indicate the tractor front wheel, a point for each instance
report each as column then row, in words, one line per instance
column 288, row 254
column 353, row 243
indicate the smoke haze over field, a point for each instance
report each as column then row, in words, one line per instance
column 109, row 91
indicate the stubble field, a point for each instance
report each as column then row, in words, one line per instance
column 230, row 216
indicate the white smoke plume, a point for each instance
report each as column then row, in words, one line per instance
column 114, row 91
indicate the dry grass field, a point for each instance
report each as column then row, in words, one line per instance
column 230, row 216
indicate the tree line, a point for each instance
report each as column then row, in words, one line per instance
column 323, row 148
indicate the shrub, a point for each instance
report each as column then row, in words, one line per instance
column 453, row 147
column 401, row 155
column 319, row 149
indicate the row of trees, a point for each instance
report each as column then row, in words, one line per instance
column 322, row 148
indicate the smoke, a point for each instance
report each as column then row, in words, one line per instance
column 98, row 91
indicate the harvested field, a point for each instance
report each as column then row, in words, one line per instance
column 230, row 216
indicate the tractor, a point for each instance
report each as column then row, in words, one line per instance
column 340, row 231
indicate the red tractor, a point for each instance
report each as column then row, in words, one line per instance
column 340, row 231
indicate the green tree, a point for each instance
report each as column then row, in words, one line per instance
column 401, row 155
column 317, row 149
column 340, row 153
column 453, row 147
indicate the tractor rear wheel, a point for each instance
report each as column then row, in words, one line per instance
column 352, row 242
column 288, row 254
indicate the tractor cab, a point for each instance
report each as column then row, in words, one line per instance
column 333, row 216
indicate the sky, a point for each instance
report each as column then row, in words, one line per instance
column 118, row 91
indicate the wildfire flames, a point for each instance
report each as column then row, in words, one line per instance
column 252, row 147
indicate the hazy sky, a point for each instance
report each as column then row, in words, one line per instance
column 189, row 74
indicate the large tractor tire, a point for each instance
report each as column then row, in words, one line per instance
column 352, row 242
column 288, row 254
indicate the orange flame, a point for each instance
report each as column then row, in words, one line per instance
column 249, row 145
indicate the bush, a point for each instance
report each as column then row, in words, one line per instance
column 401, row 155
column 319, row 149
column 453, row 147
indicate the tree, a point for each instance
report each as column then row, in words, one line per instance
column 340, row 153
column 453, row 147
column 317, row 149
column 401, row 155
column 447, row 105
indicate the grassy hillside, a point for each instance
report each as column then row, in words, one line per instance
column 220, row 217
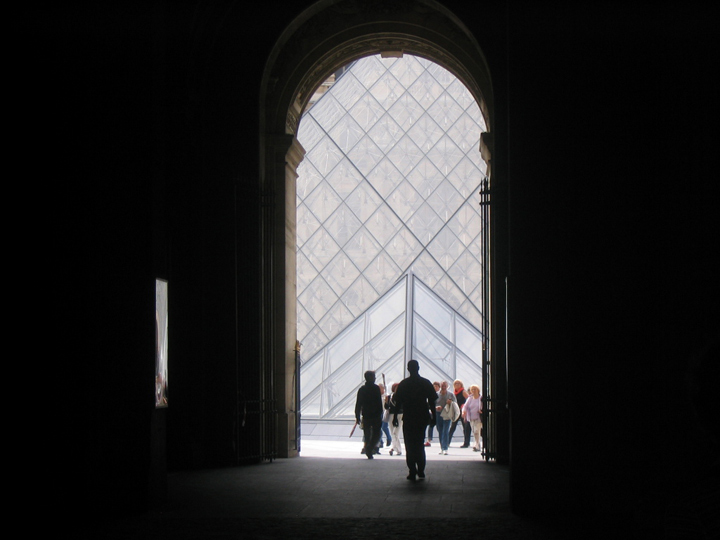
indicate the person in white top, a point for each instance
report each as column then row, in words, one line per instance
column 472, row 413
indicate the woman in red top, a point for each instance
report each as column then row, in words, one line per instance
column 461, row 395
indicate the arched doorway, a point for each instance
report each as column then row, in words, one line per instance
column 321, row 40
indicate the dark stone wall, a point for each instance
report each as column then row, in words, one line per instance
column 606, row 150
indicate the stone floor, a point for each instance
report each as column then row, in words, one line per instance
column 332, row 491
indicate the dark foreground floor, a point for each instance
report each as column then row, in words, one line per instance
column 315, row 497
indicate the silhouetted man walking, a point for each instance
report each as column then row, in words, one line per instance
column 416, row 396
column 369, row 405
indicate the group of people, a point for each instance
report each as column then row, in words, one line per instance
column 462, row 407
column 416, row 406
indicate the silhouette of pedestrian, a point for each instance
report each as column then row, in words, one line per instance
column 416, row 397
column 369, row 406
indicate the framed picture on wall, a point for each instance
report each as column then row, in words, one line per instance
column 161, row 341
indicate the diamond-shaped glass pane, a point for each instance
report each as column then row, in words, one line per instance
column 468, row 369
column 433, row 346
column 344, row 178
column 428, row 268
column 385, row 177
column 368, row 70
column 387, row 90
column 306, row 224
column 346, row 345
column 383, row 224
column 466, row 272
column 389, row 308
column 426, row 90
column 425, row 177
column 320, row 249
column 382, row 272
column 445, row 155
column 471, row 313
column 308, row 179
column 461, row 94
column 326, row 116
column 466, row 133
column 313, row 341
column 406, row 111
column 385, row 133
column 324, row 156
column 425, row 132
column 425, row 223
column 405, row 200
column 312, row 374
column 445, row 200
column 407, row 71
column 318, row 298
column 339, row 384
column 362, row 248
column 446, row 289
column 392, row 163
column 465, row 224
column 364, row 201
column 446, row 248
column 309, row 132
column 466, row 177
column 405, row 155
column 337, row 318
column 365, row 155
column 467, row 338
column 323, row 201
column 340, row 273
column 386, row 345
column 346, row 133
column 342, row 225
column 445, row 111
column 359, row 296
column 404, row 248
column 306, row 272
column 367, row 111
column 433, row 310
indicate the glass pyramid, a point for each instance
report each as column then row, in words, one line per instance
column 389, row 187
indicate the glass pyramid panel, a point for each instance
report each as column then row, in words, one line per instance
column 389, row 185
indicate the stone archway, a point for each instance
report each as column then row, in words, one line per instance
column 322, row 39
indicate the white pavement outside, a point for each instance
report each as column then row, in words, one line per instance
column 351, row 449
column 332, row 440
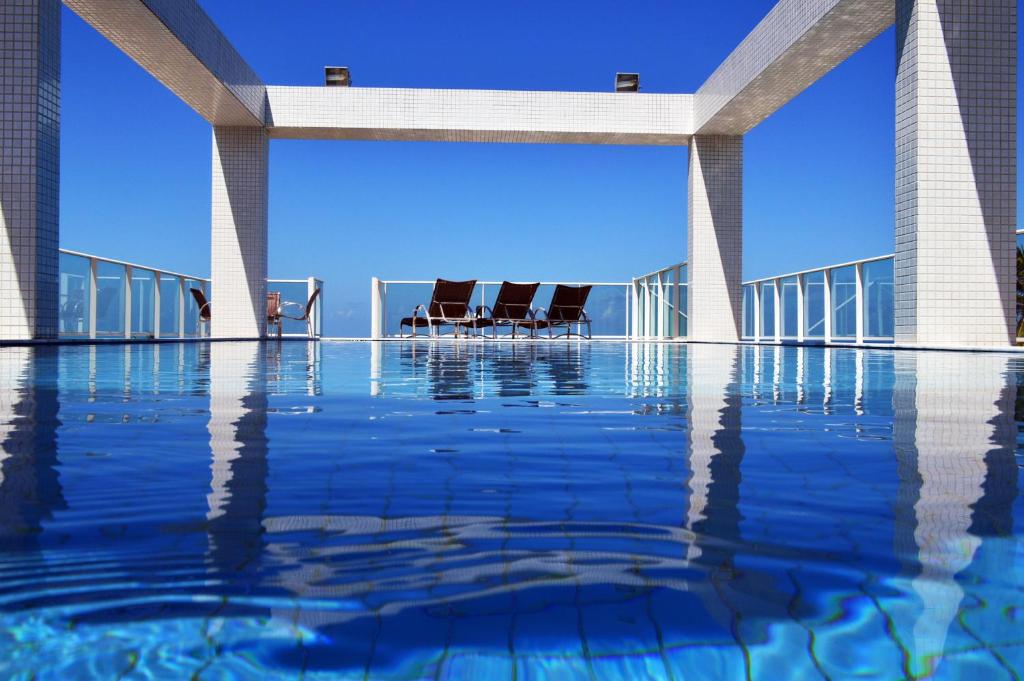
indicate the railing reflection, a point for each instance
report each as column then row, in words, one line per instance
column 954, row 438
column 30, row 484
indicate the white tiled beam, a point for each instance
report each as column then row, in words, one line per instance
column 239, row 232
column 486, row 116
column 795, row 45
column 715, row 253
column 955, row 171
column 30, row 167
column 178, row 43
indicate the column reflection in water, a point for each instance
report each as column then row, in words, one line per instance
column 30, row 485
column 742, row 600
column 954, row 441
column 239, row 449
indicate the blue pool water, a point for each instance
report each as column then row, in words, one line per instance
column 554, row 510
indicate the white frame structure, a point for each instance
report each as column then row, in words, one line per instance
column 89, row 323
column 651, row 294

§ Exercise details: Filter by the word "field": copy every line of the data that holds it.

§ Solution below:
indicate the smoke haze over field, a point for each instance
indicate the stubble field, a point for each instance
indicate the dry grass field, a point for each instance
indicate the harvested field, a point for each instance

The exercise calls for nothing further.